The request - Return every line of the entries below that contains the string "pane". Case counts.

Task material -
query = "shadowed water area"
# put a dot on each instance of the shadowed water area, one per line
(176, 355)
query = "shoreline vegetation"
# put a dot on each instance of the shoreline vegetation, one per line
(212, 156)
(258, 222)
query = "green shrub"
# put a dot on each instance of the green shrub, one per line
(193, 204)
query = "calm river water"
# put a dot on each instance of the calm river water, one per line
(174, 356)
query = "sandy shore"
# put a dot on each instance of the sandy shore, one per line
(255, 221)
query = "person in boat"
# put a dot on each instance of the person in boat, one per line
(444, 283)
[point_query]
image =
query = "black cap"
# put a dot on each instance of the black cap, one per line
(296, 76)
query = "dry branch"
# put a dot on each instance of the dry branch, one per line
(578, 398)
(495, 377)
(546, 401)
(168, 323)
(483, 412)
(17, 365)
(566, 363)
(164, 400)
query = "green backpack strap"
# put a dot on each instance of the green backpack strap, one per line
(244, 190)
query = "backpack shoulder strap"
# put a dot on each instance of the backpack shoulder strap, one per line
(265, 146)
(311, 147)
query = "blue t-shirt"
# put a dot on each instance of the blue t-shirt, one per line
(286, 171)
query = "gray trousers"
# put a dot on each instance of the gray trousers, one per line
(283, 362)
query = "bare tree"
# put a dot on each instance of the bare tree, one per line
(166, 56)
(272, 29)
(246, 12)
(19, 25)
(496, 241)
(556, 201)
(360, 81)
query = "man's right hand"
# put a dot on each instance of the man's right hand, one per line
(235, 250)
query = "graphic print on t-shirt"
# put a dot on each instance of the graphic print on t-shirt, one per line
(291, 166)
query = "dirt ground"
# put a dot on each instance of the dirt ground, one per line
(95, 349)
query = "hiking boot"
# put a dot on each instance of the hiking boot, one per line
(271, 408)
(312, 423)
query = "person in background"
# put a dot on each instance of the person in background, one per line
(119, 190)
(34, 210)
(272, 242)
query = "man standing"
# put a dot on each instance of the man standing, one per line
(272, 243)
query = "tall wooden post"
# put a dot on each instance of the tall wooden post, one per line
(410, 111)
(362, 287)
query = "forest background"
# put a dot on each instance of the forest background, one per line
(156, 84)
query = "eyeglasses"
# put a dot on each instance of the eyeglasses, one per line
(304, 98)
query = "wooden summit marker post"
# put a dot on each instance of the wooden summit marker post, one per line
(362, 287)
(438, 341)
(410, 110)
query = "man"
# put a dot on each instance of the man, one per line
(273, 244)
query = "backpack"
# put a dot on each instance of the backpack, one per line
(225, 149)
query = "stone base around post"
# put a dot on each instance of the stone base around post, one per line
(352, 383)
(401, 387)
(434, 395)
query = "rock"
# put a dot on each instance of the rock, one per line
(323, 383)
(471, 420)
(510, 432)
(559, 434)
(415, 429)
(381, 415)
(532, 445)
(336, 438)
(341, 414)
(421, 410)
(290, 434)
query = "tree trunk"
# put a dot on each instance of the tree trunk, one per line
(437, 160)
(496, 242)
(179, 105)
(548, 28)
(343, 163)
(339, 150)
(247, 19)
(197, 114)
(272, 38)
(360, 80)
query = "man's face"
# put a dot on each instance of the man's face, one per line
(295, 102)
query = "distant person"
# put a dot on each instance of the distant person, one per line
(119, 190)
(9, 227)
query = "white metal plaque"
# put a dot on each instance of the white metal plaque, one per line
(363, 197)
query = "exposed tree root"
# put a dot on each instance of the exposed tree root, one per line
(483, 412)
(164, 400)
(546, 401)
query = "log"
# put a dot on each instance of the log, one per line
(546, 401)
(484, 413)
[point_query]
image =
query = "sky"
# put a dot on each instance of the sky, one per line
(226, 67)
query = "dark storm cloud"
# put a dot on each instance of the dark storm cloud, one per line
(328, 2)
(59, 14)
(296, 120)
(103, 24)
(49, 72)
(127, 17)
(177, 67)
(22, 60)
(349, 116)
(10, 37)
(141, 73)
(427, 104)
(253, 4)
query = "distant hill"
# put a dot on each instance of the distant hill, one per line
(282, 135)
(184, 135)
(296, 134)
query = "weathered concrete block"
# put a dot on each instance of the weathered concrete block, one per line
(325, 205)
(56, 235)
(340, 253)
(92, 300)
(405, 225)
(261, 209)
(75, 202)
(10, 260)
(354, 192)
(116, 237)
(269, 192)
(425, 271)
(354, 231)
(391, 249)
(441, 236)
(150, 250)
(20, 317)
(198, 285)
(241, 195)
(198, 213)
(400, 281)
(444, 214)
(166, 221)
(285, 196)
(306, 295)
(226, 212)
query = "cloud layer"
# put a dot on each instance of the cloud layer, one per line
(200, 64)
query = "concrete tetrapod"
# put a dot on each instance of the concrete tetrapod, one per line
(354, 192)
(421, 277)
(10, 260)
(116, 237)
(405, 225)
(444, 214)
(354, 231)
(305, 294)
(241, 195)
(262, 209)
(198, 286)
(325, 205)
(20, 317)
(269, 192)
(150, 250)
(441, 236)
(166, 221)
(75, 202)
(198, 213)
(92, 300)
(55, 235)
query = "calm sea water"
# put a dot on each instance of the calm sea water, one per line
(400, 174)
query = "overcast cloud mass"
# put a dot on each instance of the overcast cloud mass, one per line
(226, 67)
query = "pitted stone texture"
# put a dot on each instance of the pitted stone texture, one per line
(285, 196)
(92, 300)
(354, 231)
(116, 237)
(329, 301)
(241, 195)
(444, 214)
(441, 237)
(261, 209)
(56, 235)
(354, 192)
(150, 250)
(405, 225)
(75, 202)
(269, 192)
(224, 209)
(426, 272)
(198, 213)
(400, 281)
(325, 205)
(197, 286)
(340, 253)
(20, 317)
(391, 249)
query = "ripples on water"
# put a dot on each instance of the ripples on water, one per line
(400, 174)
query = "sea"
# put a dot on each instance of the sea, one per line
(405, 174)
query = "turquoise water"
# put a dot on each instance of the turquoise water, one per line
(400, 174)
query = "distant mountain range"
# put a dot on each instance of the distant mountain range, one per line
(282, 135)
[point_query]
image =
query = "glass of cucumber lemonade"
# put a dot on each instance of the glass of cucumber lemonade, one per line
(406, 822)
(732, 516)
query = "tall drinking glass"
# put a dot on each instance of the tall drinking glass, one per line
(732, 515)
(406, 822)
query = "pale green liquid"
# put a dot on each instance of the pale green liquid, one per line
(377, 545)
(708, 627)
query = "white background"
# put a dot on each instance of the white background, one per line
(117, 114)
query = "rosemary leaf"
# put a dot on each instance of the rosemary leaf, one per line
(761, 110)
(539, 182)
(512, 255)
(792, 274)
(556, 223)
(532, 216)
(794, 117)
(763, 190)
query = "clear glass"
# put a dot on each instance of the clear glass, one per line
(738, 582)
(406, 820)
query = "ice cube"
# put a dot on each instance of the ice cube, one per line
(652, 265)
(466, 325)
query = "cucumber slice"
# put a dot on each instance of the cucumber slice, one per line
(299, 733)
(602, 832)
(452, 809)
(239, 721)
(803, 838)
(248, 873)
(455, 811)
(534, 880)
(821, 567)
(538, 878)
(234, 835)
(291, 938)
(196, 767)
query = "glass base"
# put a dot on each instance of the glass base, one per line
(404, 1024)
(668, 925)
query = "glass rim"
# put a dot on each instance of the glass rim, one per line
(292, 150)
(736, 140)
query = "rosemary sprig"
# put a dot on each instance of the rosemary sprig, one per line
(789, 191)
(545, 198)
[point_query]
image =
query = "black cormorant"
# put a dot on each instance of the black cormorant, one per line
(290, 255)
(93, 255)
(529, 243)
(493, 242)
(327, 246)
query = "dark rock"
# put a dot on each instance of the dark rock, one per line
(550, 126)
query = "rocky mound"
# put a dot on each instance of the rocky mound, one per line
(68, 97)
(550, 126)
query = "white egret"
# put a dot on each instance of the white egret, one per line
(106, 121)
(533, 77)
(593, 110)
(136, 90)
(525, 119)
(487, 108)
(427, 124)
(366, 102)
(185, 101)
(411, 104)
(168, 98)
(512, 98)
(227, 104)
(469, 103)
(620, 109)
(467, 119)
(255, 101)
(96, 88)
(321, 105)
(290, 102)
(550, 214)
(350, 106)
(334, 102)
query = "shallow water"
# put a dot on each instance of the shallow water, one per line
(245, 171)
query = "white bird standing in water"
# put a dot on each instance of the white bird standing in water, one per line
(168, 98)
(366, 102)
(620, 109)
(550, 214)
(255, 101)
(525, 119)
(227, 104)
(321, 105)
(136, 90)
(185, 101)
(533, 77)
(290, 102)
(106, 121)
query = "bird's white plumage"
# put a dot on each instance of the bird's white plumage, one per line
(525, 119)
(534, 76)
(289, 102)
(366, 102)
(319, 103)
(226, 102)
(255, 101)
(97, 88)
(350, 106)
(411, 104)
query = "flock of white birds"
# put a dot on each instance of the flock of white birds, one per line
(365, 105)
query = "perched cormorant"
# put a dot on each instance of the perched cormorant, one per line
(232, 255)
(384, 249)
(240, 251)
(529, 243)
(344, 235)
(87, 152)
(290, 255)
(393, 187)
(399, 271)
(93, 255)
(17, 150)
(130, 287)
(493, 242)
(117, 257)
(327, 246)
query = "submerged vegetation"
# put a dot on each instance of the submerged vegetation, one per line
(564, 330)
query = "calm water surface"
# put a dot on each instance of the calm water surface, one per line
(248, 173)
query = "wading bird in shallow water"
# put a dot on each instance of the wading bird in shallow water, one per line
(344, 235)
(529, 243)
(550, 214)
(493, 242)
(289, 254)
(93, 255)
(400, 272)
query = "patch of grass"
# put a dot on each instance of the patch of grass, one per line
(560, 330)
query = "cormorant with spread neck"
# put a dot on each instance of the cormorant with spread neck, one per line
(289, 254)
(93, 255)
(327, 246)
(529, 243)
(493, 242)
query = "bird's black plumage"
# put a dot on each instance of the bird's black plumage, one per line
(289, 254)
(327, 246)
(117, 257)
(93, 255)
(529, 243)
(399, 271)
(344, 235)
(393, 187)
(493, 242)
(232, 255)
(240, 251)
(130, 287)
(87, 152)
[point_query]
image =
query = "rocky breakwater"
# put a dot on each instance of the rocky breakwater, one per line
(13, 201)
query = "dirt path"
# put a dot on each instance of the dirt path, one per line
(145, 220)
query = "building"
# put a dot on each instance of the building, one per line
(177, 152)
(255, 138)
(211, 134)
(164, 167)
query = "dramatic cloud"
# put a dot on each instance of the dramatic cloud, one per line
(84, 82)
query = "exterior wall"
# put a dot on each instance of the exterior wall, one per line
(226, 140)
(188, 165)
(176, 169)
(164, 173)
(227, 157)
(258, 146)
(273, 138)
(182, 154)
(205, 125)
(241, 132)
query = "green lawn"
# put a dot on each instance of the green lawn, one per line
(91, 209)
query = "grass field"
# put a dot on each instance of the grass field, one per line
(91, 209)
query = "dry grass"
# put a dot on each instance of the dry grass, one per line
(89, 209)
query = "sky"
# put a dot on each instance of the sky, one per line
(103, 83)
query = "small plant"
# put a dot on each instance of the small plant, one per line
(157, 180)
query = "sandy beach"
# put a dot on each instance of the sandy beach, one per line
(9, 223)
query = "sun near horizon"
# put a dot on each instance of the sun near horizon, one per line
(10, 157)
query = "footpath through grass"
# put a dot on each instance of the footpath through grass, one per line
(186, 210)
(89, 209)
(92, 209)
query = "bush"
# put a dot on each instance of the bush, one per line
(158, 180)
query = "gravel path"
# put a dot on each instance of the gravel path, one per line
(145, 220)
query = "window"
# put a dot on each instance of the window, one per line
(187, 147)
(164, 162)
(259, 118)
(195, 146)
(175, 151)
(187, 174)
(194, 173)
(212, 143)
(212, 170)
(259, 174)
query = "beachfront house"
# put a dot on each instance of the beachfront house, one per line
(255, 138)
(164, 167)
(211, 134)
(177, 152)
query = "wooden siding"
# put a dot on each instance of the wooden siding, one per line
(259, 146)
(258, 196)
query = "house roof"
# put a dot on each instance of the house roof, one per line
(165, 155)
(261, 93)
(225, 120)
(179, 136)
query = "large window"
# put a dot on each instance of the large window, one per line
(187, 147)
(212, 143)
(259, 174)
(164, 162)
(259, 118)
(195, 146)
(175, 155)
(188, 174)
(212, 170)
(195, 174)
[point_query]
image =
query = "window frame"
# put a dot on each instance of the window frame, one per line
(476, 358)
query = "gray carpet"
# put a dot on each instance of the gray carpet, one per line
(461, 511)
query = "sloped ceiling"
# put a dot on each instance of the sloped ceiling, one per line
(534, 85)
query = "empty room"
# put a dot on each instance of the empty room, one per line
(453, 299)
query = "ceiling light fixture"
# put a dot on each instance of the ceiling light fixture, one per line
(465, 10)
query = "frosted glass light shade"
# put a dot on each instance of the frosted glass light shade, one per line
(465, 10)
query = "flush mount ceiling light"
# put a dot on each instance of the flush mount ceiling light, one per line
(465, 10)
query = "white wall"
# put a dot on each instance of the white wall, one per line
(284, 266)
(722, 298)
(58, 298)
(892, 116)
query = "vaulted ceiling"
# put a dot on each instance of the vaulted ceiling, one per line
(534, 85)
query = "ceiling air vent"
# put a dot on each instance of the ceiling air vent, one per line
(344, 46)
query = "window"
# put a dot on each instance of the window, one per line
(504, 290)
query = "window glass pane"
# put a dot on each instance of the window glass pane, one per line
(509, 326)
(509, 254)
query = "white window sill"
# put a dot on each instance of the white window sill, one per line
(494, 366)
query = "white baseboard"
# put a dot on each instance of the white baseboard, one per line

Output below -
query = "window glass pane"
# put a dot on each instance of the window glass pane, one per line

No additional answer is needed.